··· Provided text ···
Alright, so yesterday I was messing around trying to predict the North Carolina vs. Virginia baseball game. Thought I’d jot down how it went down, more for myself than anything, but hey, maybe someone finds it useful.

First things first: Data Gathering.
- Started by scraping some basic team stats. Stuff like batting averages, ERAs, win-loss records for both UNC and UVA. Used Beautiful Soup in Python for this – super handy.
- Then, I dug a little deeper and grabbed individual player stats. Who’s hot right now? Who’s in a slump? That kinda stuff.
- Also looked at recent game results, head-to-head records between the two teams. You know, the usual background check.
Next up: Feature Engineering (aka Trying to Make Sense of the Mess).
- Calculated some moving averages for key stats, like runs scored per game, strikeouts per game, etc. Figured that would give me a sense of momentum.
- Created a “home advantage” feature. Is the game at UNC’s stadium? If so, give them a little bump.
- Tried to factor in pitching matchups. Who’s starting for each team? What are their stats like against similar opponents? This was tricky, lots of guesswork involved.
Then came the Model Building (The Fun Part… Supposedly).
- Kept it simple and went with a logistic regression model using scikit-learn. Didn’t want to overcomplicate things.
- Split the data into training and testing sets. Used about 80% for training, 20% for testing.
- Trained the model on the training data. Watched the accuracy slowly creep up.
Time for Predictions! (The Moment of Truth).
- Fed the model the testing data and got my predictions.
- Calculated the accuracy of the model on the testing data. It was… okay. Around 65%, if I remember correctly. Not great, not terrible.
So, what did the model say?
The model predicted that North Carolina would win by a slim margin.

The Actual Result:
Virginia won. Sigh.
What I learned:
- Baseball is unpredictable.
- My model was too simplistic. Probably needed to factor in more variables.
- Maybe I should just stick to watching the game and enjoying it, instead of trying to play Nostradamus.
Anyway, that was my attempt at predicting the baseball game. It was a fun little project, even if it didn’t pan out. Maybe I’ll try again next time, armed with a slightly better model and a healthy dose of skepticism.
···
Exercise A: Decide whether each statement below agrees with the baseball prediction post. Answer yes or no for each and quote the deciding words from the post. (i) The model was a logistic regression built with scikit-learn. (ii) About 80% of the data was set aside for testing. (iii) The model predicted a Virginia win.
Exercise B: According to the baseball prediction post, which Python tool was used to scrape the basic team stats?
Exercise C: Translate this sentence from the baseball prediction post into Spanish: "The model predicted that North Carolina would win by a slim margin."
··· Provided information ···
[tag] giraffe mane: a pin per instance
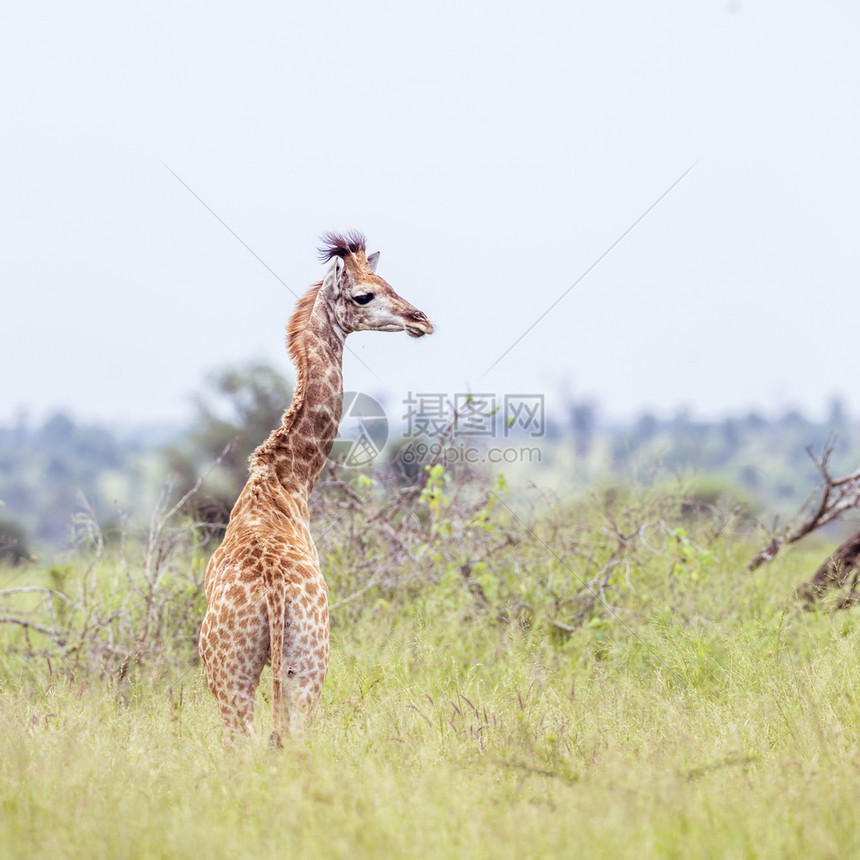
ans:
(299, 320)
(341, 245)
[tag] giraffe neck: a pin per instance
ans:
(297, 450)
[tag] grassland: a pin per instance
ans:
(692, 711)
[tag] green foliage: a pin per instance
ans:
(701, 717)
(13, 542)
(236, 412)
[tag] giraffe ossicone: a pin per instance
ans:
(266, 597)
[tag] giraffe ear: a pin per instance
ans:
(332, 276)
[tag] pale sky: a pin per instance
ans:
(491, 151)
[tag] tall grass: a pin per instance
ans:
(611, 682)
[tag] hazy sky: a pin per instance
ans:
(491, 151)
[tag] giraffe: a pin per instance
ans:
(266, 597)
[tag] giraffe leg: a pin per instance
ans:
(232, 663)
(305, 653)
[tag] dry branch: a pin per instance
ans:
(834, 497)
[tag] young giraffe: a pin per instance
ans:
(266, 596)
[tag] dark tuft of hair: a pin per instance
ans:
(340, 245)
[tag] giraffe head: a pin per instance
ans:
(362, 301)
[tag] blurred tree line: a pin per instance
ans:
(50, 472)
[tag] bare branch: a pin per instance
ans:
(835, 497)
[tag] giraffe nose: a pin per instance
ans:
(419, 325)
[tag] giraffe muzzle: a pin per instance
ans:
(419, 325)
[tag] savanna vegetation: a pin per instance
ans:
(514, 674)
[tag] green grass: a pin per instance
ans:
(704, 718)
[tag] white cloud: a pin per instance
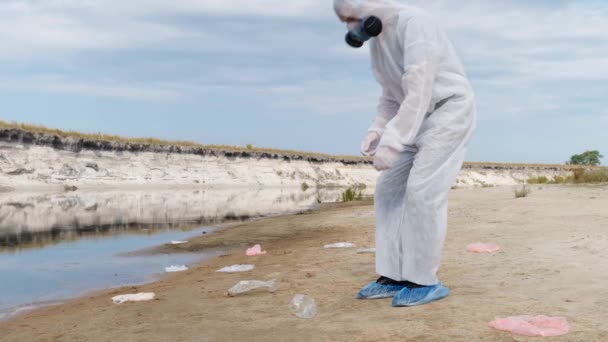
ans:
(58, 84)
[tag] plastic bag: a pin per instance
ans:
(483, 248)
(255, 250)
(137, 297)
(304, 307)
(236, 269)
(537, 326)
(340, 245)
(251, 285)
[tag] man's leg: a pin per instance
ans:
(442, 149)
(389, 202)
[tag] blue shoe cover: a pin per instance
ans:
(377, 291)
(420, 296)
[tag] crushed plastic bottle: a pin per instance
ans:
(366, 251)
(173, 269)
(255, 251)
(251, 285)
(304, 307)
(340, 245)
(136, 297)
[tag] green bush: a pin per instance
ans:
(351, 195)
(591, 158)
(590, 176)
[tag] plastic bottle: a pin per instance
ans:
(303, 306)
(250, 285)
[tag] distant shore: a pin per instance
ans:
(552, 262)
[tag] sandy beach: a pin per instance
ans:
(553, 261)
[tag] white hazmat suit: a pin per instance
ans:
(425, 118)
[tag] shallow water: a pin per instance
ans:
(55, 246)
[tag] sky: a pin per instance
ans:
(278, 74)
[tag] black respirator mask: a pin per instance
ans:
(365, 30)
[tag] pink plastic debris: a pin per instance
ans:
(255, 250)
(538, 326)
(483, 248)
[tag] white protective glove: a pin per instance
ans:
(370, 143)
(386, 158)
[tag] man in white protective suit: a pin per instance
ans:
(425, 119)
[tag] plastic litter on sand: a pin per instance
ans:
(173, 269)
(340, 245)
(483, 248)
(304, 307)
(255, 250)
(137, 297)
(236, 269)
(366, 251)
(534, 326)
(251, 285)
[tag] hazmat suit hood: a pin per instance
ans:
(359, 9)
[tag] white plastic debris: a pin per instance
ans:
(173, 269)
(251, 285)
(303, 307)
(237, 268)
(366, 251)
(340, 245)
(137, 297)
(255, 251)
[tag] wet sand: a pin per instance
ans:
(553, 261)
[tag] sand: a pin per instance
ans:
(553, 261)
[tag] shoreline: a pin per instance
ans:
(552, 243)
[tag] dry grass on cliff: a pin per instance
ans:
(155, 141)
(248, 148)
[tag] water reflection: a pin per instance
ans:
(34, 220)
(55, 246)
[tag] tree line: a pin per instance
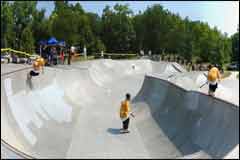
···
Final result A:
(i) Yes: "went with a logistic regression model using scikit-learn"
(ii) No: "Used about 80% for training, 20% for testing."
(iii) No: "The model predicted that North Carolina would win by a slim margin."

Final result B: Beautiful Soup.

Final result C: El modelo predijo que Carolina del Norte ganaría por un margen estrecho.